Problem details: From the line holding "column 229, row 130" to the final line of the entries, set down each line exactly, including both, and nothing more.
******
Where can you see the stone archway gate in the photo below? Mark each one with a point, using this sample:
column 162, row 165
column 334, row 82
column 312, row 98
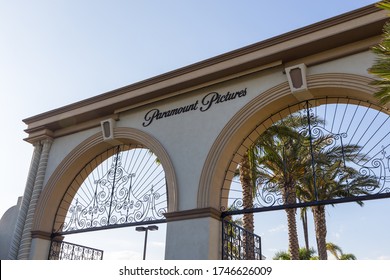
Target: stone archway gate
column 194, row 119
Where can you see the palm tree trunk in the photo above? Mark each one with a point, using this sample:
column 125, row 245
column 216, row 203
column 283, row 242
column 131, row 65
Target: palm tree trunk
column 289, row 197
column 247, row 197
column 320, row 229
column 305, row 229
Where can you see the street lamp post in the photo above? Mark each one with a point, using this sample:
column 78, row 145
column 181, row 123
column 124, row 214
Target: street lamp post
column 146, row 229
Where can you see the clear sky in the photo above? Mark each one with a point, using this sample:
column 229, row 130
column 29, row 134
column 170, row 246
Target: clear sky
******
Task response:
column 229, row 130
column 29, row 134
column 170, row 246
Target: clear sky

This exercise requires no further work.